Copy exactly the run of lines that begins at the line with "Exercise. Identify every instance of the bread" and ends at the final line of the entries.

>>>>>

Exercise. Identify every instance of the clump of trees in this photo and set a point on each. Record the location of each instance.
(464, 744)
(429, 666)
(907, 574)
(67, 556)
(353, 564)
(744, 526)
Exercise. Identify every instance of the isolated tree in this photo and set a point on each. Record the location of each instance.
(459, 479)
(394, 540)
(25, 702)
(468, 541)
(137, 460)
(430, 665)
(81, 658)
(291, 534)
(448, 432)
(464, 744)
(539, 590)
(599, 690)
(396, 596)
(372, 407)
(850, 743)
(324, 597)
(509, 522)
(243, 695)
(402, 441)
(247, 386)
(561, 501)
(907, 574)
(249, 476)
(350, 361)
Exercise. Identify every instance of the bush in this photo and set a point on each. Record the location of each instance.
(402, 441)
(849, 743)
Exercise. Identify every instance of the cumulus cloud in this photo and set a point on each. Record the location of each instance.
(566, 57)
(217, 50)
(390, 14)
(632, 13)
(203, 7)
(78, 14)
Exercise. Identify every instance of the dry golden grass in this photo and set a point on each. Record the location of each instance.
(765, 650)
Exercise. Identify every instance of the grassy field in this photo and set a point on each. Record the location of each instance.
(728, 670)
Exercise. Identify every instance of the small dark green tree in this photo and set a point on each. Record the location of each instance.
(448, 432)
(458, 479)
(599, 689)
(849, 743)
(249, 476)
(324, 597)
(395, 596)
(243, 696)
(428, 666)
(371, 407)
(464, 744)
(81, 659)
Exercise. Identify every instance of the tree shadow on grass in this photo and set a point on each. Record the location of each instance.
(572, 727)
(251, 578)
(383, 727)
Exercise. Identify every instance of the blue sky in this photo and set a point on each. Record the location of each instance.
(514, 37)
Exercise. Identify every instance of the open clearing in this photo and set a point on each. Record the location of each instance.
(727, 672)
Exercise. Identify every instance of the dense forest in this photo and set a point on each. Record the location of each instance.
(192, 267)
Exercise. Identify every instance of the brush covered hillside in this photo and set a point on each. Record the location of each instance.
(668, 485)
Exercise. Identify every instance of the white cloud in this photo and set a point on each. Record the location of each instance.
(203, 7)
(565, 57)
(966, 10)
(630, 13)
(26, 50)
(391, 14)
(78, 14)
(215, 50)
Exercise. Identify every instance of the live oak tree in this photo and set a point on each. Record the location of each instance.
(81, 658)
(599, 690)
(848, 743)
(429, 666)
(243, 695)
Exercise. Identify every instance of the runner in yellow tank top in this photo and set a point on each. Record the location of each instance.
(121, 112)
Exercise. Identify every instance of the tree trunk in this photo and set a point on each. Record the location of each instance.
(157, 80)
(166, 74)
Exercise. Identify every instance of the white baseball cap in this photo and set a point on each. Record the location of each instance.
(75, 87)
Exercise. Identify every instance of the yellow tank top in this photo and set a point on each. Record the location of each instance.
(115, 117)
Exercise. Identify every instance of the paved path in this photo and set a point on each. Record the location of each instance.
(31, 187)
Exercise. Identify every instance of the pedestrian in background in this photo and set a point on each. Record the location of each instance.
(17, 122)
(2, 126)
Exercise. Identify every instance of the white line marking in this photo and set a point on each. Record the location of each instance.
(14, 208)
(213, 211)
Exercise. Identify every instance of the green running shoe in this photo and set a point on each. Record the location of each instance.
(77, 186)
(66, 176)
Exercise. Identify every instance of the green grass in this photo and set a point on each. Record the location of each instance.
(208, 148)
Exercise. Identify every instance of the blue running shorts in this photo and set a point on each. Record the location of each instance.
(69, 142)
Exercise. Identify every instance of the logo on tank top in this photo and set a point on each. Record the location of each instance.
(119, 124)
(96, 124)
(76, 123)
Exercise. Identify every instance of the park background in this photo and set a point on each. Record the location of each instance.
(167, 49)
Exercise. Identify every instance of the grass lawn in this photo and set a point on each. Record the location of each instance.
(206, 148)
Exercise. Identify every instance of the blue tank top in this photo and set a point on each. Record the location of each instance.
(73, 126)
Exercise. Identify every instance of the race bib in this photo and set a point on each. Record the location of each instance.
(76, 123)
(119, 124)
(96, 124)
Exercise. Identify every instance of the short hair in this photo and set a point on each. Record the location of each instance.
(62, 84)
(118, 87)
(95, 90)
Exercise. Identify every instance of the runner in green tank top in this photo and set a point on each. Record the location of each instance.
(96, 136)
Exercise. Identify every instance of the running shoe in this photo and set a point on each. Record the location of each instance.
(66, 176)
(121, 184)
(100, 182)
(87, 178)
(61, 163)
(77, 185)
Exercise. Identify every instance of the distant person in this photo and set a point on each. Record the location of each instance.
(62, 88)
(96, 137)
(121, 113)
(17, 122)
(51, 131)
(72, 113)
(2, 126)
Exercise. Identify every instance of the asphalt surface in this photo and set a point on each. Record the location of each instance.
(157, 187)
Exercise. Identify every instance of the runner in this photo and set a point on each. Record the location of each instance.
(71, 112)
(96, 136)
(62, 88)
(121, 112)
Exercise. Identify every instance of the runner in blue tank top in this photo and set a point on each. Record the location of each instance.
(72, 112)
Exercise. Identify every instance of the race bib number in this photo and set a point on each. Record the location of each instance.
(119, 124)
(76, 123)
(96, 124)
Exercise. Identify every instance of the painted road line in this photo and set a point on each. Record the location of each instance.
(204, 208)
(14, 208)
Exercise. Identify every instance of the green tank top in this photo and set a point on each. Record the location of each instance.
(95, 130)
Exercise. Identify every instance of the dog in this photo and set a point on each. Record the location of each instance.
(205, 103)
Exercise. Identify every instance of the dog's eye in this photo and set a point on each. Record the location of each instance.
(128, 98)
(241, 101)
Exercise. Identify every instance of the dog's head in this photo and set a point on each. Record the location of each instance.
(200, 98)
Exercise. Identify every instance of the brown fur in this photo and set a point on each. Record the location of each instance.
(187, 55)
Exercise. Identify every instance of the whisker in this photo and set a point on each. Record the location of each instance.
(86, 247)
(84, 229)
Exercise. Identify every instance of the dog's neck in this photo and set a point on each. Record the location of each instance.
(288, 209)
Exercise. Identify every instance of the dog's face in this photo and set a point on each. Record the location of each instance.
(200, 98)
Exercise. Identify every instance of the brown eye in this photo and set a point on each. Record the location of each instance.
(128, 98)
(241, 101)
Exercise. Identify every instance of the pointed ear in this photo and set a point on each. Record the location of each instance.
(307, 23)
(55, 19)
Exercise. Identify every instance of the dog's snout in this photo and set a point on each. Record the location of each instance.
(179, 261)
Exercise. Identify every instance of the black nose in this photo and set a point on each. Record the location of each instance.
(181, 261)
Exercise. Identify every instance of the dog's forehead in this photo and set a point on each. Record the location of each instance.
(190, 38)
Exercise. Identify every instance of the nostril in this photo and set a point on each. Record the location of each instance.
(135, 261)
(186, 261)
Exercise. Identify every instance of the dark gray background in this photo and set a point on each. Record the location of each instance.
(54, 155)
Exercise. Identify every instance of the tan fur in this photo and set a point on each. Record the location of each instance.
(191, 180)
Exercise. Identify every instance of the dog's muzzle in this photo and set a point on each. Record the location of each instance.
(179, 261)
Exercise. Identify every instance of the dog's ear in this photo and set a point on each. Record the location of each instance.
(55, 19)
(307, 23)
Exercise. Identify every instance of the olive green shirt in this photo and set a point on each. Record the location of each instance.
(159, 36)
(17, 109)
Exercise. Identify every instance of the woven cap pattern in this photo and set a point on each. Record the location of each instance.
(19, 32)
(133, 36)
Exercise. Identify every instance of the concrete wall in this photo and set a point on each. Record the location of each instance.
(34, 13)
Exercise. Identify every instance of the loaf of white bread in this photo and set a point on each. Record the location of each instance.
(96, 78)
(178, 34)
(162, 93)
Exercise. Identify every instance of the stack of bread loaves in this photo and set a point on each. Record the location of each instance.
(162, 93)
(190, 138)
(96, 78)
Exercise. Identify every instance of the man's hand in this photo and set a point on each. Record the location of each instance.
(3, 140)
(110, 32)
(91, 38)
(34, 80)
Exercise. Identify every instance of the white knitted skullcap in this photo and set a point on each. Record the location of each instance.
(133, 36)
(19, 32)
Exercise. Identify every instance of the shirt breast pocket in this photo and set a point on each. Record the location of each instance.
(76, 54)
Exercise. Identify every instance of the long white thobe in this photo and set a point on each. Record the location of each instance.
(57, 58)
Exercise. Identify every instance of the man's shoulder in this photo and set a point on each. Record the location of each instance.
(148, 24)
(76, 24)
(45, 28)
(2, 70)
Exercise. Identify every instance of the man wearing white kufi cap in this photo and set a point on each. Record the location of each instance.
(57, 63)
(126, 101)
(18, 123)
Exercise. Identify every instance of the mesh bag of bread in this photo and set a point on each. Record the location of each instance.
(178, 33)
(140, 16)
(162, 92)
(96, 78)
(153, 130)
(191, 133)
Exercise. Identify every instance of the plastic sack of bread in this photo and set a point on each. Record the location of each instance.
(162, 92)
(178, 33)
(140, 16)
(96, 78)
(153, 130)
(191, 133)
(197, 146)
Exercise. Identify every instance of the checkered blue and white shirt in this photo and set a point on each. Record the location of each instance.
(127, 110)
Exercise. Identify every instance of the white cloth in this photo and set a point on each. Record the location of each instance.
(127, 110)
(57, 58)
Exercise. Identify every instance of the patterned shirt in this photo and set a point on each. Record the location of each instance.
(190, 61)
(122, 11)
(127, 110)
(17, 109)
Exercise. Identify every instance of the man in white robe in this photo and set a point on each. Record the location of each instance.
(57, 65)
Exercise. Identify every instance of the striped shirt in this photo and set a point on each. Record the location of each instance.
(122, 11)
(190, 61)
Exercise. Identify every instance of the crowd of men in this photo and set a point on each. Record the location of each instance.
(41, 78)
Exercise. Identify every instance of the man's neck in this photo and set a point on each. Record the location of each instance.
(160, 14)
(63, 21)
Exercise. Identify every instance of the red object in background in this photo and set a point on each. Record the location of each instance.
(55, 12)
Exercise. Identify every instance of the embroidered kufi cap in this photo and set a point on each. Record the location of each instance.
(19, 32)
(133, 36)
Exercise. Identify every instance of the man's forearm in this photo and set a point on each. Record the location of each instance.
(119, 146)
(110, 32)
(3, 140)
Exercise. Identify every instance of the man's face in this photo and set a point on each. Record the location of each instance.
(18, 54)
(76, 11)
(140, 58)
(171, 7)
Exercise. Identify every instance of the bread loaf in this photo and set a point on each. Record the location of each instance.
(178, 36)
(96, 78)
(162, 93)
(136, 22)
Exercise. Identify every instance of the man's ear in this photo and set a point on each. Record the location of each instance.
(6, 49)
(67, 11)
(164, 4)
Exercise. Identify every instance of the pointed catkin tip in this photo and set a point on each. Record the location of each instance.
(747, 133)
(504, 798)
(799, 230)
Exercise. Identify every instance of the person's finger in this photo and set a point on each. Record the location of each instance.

<<<<<

Problem solution:
Exercise. Identify every instance of the bread loaf in this photo and set a point on each. Record the location of each instance.
(178, 36)
(96, 78)
(162, 93)
(136, 22)
Exercise. Identify every instance of the man's ear in this photo and set a point on each. Record the location of each instance.
(6, 49)
(67, 11)
(164, 4)
Exercise. Identify every instance of the pointed catkin tip in this photo and set a point on each. Record the location of each instance.
(747, 133)
(504, 798)
(799, 230)
Exercise. Identify every instance of the person's finger in this photo and set a point on each. Record the location of each instance.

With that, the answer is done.